### Data shown ###

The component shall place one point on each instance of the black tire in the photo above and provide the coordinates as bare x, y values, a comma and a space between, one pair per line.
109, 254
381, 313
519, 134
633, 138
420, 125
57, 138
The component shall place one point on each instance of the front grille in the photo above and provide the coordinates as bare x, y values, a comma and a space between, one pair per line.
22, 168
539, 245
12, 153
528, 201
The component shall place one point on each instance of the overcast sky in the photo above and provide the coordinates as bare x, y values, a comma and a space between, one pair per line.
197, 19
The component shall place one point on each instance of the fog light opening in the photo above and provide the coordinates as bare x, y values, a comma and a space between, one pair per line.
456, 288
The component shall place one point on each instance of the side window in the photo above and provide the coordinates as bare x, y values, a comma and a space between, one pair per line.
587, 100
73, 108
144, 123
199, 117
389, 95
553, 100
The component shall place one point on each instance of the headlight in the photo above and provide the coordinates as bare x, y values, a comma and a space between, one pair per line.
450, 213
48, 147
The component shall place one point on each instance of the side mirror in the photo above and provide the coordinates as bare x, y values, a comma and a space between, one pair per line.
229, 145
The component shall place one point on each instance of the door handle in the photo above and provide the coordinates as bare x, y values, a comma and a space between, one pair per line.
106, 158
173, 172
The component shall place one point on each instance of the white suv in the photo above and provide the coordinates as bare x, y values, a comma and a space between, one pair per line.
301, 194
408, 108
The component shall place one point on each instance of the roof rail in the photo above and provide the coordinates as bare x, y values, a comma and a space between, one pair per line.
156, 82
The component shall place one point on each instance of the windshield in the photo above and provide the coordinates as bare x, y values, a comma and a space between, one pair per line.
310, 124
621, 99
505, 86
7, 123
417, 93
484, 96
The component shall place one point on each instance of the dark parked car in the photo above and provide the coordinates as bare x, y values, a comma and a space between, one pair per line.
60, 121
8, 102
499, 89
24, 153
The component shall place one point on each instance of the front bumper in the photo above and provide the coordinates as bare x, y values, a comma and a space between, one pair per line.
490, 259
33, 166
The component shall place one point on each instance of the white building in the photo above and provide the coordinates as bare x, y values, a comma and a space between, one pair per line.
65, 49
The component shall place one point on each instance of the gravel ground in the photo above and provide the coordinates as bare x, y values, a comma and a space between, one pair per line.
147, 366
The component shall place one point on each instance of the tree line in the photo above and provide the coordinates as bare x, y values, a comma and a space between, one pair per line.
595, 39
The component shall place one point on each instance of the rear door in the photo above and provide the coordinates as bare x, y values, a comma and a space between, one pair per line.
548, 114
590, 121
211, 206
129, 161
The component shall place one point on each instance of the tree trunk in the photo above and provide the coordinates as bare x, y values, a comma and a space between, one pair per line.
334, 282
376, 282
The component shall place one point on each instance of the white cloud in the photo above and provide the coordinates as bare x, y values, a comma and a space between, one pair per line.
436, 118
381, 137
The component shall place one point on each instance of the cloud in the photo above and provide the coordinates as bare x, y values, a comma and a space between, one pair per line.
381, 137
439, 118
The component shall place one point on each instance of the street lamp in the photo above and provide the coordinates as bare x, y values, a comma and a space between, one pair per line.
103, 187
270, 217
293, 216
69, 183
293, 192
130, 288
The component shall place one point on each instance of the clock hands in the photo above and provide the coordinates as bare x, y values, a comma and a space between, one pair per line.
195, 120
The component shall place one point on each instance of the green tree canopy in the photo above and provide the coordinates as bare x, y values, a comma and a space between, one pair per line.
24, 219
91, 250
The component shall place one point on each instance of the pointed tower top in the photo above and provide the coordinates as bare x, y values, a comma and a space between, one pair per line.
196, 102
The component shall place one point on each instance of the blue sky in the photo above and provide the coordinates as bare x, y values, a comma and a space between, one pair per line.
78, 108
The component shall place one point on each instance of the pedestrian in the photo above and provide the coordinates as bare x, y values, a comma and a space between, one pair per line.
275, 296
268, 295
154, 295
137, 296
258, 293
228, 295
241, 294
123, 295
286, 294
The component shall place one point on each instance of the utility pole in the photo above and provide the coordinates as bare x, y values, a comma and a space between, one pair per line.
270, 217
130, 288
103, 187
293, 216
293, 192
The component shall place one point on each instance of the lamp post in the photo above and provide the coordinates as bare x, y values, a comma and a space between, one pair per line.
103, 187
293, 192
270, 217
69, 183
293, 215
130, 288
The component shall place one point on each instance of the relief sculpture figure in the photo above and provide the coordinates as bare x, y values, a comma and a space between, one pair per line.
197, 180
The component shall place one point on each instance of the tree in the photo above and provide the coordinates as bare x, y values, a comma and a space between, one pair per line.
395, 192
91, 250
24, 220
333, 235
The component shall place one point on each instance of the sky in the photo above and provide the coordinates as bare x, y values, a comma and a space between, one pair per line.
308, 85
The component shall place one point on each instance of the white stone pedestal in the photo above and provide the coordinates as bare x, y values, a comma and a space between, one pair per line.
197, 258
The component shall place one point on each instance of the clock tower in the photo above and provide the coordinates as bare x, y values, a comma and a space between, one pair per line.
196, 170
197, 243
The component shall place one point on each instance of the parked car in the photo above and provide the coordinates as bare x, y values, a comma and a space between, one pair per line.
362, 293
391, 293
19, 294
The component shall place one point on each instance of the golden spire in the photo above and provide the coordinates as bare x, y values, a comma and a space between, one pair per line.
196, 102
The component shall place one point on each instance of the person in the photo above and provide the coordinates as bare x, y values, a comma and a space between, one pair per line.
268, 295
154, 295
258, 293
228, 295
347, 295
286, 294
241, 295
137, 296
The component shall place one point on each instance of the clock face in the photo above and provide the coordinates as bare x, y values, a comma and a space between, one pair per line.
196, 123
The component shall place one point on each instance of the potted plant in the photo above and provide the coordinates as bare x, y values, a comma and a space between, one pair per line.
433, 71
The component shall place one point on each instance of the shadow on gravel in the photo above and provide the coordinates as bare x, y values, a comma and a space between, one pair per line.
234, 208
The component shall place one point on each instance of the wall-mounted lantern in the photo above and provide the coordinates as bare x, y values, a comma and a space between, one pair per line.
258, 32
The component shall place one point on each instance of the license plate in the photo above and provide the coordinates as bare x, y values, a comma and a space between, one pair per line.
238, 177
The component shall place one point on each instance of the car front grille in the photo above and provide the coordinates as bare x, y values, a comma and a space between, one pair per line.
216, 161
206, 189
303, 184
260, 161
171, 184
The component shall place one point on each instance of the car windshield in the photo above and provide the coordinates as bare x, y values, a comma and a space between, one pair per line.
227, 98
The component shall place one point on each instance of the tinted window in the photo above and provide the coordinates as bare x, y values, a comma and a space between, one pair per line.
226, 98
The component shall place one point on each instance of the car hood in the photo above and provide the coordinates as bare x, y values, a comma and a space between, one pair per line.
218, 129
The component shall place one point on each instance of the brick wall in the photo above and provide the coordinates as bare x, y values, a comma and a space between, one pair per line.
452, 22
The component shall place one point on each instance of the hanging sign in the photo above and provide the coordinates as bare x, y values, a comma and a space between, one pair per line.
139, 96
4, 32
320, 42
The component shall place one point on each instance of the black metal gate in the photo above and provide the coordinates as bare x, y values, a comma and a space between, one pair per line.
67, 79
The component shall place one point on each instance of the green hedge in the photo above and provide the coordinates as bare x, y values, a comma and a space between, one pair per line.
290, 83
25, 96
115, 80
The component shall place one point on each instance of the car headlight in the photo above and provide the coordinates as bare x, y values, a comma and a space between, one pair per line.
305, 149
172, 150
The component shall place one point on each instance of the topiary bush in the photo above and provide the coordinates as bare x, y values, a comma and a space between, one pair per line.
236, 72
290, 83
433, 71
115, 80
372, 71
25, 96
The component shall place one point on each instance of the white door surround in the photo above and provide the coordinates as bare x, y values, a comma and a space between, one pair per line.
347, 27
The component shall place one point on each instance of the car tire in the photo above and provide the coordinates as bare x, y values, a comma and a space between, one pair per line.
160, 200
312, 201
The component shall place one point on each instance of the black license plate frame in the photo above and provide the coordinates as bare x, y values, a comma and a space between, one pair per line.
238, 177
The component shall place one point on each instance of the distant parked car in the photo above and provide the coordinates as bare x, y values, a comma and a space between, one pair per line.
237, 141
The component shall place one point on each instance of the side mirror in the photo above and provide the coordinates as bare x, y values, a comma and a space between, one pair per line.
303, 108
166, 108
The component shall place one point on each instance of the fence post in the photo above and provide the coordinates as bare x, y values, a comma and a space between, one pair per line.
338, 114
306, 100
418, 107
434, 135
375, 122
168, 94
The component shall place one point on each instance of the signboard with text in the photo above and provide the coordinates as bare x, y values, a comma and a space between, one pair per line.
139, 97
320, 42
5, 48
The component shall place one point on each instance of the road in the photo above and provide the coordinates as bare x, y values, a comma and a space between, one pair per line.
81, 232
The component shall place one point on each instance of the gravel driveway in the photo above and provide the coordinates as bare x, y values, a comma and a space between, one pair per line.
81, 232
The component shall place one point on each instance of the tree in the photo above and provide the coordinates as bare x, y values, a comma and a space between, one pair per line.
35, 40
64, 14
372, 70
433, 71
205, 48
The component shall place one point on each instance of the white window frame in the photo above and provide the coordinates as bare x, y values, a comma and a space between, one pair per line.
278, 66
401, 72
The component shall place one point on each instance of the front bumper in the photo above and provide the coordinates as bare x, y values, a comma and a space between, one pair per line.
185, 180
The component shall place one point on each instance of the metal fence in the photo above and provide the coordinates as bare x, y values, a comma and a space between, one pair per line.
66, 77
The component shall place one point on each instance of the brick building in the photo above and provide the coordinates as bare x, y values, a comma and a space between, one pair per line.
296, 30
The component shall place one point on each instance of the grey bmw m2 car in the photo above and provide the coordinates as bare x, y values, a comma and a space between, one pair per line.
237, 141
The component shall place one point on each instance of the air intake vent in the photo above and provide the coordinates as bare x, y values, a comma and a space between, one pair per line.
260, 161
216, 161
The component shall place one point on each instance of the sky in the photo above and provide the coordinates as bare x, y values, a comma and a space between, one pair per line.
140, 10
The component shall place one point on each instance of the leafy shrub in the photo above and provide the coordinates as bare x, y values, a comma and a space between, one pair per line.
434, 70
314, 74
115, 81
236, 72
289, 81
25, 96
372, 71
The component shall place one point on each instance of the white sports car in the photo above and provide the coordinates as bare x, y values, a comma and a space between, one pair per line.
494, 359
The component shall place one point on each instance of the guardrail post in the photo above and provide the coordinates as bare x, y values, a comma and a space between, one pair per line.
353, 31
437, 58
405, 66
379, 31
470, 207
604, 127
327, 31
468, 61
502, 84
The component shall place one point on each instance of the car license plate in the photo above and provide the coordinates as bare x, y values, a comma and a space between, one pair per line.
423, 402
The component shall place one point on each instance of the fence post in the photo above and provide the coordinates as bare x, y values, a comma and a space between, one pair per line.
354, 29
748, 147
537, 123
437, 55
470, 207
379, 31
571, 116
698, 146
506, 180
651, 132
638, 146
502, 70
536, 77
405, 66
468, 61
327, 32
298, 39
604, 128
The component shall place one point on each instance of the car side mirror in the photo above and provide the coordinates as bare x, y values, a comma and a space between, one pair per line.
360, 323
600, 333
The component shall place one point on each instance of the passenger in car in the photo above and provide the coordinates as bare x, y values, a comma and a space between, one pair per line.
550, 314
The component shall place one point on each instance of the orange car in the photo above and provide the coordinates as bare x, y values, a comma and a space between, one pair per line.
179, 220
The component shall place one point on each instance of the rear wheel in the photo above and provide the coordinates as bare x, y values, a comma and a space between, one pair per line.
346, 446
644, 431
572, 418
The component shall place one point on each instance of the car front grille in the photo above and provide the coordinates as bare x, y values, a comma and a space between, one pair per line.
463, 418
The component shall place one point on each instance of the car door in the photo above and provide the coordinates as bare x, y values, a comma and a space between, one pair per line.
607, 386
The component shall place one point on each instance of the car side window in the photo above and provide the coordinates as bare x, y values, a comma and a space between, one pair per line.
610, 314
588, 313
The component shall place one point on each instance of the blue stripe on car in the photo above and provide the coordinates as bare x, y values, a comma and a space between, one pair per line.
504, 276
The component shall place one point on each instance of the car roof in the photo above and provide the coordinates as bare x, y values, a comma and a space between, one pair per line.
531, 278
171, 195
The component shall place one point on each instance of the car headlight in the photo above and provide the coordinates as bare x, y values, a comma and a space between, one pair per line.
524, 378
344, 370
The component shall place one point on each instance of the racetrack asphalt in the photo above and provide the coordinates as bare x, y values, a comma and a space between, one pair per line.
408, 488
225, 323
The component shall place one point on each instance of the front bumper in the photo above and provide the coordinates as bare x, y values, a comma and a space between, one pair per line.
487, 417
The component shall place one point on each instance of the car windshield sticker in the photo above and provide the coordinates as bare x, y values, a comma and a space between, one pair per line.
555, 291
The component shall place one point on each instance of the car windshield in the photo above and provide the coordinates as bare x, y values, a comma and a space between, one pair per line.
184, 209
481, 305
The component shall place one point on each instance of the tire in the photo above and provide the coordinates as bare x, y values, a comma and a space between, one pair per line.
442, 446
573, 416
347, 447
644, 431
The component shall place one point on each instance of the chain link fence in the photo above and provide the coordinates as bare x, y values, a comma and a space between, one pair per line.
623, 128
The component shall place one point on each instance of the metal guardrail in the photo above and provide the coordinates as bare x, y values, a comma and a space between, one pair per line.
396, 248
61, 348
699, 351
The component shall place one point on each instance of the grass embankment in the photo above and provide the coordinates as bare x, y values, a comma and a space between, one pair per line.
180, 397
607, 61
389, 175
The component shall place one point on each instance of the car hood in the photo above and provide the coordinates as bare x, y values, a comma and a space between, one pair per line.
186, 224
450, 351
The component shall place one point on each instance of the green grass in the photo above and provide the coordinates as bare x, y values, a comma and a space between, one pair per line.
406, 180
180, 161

###

# [Work instructions]
Repeat only the tail of the entries, exactly: the line containing "of the grass" and every line after it, to the end.

# [Response area]
The component shall place one point on each instance of the grass embankment in the photo above and provide the coordinates as bare x, y values, a comma and a space between, one pair per line.
180, 397
607, 61
389, 175
The component shall place one point on each instance of the car hood in the photo above and provide the coordinates as bare x, y values, a comma and a space between, one pair per line.
186, 224
450, 351
The component shall place one point on each instance of the green grass in the photo above and provide the coordinates as bare x, y values, a comma and a space between, one pair per line.
406, 180
180, 161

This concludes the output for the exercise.